* [STATED EXERCISE]
Copy out word for word the stretch of lines below, from the line containing "like x=279 y=96." through the last line, both included.

[Lines excerpted from a collection]
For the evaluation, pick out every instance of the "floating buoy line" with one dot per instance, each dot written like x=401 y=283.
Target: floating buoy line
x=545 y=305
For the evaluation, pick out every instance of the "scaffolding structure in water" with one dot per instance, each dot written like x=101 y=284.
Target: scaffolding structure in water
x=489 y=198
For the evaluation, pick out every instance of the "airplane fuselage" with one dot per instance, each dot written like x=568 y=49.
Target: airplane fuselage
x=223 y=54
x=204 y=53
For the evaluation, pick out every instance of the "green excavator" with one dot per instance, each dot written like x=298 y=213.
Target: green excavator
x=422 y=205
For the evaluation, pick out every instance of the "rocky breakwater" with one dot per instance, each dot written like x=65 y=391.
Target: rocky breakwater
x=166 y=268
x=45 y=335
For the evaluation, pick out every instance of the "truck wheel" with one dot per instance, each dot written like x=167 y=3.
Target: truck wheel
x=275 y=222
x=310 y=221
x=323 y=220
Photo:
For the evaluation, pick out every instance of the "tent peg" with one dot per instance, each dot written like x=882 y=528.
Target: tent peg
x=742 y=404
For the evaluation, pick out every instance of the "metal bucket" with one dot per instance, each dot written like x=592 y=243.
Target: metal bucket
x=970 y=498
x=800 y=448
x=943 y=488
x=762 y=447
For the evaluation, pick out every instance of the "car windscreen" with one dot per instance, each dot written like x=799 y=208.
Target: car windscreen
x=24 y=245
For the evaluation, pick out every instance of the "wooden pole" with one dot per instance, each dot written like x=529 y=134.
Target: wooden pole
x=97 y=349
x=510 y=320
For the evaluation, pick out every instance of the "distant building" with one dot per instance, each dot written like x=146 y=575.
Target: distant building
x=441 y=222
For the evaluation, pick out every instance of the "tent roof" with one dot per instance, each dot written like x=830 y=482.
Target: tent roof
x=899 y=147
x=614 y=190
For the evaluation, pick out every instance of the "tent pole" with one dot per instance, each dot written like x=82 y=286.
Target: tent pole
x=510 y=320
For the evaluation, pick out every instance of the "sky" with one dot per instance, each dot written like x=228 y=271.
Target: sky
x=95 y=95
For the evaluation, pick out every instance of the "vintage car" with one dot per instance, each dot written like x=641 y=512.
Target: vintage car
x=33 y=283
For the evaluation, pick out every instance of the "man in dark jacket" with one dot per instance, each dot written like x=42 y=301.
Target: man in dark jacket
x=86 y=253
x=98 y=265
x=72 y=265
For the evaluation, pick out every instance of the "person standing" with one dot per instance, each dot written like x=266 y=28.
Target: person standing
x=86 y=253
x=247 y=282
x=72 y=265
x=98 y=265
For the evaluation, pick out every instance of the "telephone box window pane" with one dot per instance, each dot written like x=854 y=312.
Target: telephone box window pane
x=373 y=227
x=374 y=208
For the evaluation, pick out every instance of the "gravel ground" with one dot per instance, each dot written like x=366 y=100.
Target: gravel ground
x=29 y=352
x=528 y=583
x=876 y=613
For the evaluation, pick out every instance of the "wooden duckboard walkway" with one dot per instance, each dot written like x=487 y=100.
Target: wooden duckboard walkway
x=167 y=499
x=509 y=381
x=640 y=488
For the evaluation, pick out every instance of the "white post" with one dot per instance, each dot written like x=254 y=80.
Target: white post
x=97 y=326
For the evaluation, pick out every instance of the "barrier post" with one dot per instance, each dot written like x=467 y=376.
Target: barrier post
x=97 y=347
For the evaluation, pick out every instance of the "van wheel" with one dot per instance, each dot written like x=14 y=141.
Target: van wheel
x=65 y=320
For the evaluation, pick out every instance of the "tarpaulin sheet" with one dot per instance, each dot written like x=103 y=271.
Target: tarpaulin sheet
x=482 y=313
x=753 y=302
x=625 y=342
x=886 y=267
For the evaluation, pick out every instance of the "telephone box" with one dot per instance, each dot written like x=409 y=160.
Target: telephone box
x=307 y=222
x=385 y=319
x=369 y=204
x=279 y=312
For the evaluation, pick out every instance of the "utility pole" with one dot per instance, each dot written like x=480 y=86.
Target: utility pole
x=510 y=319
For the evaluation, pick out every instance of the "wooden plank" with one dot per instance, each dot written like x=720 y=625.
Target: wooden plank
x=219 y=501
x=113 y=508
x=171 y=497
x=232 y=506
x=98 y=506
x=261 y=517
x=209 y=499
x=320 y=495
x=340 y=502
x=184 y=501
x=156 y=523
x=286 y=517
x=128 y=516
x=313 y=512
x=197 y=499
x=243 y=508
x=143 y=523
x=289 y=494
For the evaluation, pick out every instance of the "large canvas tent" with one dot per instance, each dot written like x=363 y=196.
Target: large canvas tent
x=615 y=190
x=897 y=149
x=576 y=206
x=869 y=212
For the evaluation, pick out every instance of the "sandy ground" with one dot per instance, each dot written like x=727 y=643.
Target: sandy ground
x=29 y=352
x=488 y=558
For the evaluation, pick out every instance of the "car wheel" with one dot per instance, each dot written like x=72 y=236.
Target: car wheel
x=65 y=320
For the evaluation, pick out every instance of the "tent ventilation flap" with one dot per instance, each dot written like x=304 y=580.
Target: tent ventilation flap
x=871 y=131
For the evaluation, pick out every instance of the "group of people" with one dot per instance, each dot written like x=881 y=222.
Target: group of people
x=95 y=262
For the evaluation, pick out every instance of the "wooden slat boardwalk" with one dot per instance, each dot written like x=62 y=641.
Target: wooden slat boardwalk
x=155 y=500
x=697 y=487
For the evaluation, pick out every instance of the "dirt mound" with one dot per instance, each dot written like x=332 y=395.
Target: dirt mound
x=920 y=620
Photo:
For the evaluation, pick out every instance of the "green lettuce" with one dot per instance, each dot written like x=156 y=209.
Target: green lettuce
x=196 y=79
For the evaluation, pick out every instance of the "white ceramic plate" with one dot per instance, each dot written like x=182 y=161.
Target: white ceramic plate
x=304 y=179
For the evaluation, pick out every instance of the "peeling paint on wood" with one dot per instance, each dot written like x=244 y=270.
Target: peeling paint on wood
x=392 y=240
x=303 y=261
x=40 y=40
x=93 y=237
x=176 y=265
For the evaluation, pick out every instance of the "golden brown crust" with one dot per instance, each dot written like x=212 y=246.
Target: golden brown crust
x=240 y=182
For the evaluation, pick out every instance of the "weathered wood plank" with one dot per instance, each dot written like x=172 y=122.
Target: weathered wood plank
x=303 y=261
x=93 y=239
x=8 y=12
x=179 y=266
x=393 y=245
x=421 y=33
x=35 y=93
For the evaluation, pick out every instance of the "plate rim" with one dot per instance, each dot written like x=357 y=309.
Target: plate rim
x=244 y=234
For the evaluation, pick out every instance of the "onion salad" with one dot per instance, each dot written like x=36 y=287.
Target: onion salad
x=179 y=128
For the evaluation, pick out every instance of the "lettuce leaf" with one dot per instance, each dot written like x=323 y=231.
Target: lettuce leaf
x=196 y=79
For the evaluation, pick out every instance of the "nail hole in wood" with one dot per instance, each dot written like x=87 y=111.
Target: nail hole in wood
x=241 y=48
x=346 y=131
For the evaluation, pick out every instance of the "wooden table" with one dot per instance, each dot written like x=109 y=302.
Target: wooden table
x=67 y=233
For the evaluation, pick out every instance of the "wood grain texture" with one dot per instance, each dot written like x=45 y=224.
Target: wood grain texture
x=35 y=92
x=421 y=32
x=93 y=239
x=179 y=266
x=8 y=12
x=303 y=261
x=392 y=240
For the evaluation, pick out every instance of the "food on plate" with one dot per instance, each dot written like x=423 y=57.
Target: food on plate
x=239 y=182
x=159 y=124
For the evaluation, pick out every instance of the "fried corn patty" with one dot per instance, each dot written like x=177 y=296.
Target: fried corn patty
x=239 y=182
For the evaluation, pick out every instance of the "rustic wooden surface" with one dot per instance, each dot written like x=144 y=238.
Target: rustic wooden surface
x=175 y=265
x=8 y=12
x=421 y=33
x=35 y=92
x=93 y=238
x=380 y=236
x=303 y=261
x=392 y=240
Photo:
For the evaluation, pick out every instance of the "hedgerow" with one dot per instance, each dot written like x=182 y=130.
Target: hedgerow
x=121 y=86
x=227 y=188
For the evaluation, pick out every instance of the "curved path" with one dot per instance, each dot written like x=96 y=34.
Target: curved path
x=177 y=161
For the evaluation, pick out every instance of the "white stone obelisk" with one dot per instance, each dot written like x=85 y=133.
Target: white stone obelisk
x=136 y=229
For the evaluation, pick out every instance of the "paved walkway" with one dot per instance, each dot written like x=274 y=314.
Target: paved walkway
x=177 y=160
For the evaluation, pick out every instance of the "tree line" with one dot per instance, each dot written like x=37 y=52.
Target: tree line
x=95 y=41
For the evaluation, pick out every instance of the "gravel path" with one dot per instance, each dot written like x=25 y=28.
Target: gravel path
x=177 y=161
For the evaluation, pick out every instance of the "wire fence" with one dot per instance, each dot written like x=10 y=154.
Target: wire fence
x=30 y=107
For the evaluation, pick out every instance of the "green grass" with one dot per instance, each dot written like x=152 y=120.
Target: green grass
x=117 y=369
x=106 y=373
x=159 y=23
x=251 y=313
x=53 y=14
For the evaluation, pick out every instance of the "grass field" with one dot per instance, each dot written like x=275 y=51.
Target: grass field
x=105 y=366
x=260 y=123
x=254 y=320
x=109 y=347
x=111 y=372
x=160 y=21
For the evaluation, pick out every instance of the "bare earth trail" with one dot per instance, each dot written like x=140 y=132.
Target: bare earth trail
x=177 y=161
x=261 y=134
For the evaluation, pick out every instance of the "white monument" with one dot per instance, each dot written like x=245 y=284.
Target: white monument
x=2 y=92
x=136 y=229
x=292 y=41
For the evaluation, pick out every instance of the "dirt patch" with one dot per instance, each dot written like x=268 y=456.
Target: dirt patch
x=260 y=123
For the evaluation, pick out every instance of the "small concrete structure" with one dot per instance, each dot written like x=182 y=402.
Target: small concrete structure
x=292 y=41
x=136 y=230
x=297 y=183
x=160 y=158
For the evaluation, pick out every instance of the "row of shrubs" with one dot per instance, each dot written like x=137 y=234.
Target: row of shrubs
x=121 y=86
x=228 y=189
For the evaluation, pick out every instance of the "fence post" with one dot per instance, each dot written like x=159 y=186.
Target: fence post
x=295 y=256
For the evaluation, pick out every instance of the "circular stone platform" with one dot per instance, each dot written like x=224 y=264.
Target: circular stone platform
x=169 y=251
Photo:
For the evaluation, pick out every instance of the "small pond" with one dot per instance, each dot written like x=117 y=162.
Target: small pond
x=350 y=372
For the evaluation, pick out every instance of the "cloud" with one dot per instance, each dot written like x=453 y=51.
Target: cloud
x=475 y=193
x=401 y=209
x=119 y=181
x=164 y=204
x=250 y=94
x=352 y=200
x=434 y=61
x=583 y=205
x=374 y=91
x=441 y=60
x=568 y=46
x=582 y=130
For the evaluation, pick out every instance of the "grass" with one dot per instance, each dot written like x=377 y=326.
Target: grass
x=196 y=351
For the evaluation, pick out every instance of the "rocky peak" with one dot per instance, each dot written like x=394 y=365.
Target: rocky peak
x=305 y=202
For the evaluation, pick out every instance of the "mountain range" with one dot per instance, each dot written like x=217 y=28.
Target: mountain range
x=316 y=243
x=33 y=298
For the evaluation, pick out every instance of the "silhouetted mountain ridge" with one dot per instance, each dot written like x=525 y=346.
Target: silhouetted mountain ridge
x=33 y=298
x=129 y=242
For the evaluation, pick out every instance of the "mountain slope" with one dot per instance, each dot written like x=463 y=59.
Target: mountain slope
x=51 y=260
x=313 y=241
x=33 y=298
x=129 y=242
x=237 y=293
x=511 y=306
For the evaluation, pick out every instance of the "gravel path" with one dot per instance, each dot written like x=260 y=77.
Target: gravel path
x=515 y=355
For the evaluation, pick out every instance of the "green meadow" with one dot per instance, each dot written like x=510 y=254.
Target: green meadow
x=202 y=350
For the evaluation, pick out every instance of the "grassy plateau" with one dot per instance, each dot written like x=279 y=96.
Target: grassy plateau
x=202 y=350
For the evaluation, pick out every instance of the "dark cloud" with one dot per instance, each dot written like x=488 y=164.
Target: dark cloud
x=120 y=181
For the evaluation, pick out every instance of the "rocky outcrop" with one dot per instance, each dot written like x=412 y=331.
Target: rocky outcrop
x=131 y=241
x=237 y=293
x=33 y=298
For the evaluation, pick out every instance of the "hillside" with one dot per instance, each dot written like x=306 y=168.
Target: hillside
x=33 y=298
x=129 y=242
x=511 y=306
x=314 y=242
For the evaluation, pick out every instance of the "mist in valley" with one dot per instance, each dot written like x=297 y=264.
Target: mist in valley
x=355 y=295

* [RESULT]
For the evaluation, pick out every instance of the "grassy plateau" with one dot per instance, each dot written like x=279 y=96.
Target: grassy plateau
x=202 y=350
For the evaluation, pick out every instance of the "dark cloud" with one dot per instance, each dot written like x=488 y=164.
Target: dark cloud
x=120 y=181
For the evaluation, pick out every instance of the "rocky outcrop" with one dot per instance, each dot written like x=412 y=331.
Target: rocky outcrop
x=131 y=241
x=237 y=293
x=33 y=298
For the evaluation, pick out every instance of the "hillside" with one dot per instance, each dot written like x=306 y=168.
Target: hillside
x=33 y=298
x=129 y=242
x=511 y=306
x=314 y=242
For the evaluation, pick out every instance of the "mist in valley" with one dot per instance, each dot written like x=297 y=264.
Target: mist in valley
x=355 y=295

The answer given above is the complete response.